* begin Input data *

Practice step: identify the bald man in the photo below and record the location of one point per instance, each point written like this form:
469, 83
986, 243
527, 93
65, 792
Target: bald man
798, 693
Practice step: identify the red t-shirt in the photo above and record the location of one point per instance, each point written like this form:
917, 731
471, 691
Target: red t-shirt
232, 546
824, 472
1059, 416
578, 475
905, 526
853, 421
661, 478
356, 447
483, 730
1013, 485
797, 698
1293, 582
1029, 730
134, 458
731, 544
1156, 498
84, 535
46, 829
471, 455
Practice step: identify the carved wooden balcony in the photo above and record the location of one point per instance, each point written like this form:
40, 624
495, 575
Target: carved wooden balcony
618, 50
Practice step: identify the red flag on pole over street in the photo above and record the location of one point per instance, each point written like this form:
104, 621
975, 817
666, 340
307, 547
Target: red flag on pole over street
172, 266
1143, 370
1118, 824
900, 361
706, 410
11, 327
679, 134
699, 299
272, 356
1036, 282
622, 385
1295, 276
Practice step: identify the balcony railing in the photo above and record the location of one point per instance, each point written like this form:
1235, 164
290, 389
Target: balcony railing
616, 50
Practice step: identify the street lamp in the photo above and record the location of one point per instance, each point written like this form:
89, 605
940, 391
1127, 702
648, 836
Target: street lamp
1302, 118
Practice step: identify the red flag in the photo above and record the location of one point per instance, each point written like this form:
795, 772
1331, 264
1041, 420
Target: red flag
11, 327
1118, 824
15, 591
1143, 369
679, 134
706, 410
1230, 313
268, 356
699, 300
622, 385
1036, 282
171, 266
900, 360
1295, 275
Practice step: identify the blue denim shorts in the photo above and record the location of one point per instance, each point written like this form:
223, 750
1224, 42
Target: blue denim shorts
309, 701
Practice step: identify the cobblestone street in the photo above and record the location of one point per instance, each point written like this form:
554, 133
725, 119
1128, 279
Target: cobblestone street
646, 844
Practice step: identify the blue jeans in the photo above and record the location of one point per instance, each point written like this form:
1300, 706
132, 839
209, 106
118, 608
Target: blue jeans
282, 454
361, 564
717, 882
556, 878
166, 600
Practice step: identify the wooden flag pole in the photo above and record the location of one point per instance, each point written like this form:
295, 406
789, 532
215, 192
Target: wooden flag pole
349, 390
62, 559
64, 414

* end Input data *

> _Work to do_
Return the lines above exactly, keeping every word.

> _Correct output_
Practice step: identify the bald man in the photo below and record the location of one point per instance, each point written like this form:
469, 83
986, 243
527, 93
65, 792
Target: bald man
798, 693
Practice step: identify the red t-shirt in the photo above and record the location of one point per instance, each point written like this form:
917, 731
471, 691
Target: red t-shirt
232, 546
824, 472
1059, 416
578, 475
905, 526
853, 421
661, 478
356, 447
483, 730
1013, 485
797, 698
1293, 582
1029, 730
134, 458
731, 544
1156, 498
84, 535
46, 829
471, 455
Practice step: identify the carved wooden balcony in the photo above and record the location of one point per instance, each point written like this form:
40, 624
495, 575
Target: carved wooden balcony
618, 50
Practice step: identify the red flag on pole over street in the photo above and record the location of one point per instance, each point written like this form:
104, 621
975, 817
666, 340
307, 547
Target: red flag on pole over street
172, 266
1143, 370
1118, 824
900, 361
706, 410
11, 327
679, 134
699, 299
272, 356
1036, 282
622, 385
1295, 276
Practice step: identify the balcony railing in the photo above and record the location of one point per instance, each point written like this form:
1235, 164
290, 389
Target: balcony railing
616, 50
Practice step: identify the street lamp in the photo above and record the location of one point per instance, each point written like this form:
89, 605
940, 391
1127, 702
648, 836
Target: street lamp
1302, 118
Practice step: identify the red flag in the photo above and record the location of one point per instance, each point written like this form:
795, 772
1331, 264
1041, 420
Target: red flag
11, 327
1118, 824
15, 591
1143, 369
679, 134
706, 410
1230, 313
268, 356
699, 300
622, 385
1036, 282
171, 266
900, 360
1295, 275
Practice step: identify the blue denim shorts in the photo above and record the location of one point per instance, each point written like this form:
223, 750
1224, 42
Target: blue denim shorts
309, 701
Practice step: identify the cobblestone street in the photo above and record the location of one point per instance, each point written like this form:
554, 133
725, 119
1128, 279
Target: cobblestone street
646, 844
Practice step: identify the blue jeans in the photo above and record the location of one point per instance, each point written like this form:
1300, 706
132, 839
209, 106
118, 608
Target: blue jeans
282, 454
361, 564
717, 882
556, 878
166, 600
Practice step: identify the wooden flag pole in the photo above and record the location of one point per instance, each point written like this form:
295, 406
789, 532
215, 192
Target: wooden flag pole
349, 390
62, 559
64, 414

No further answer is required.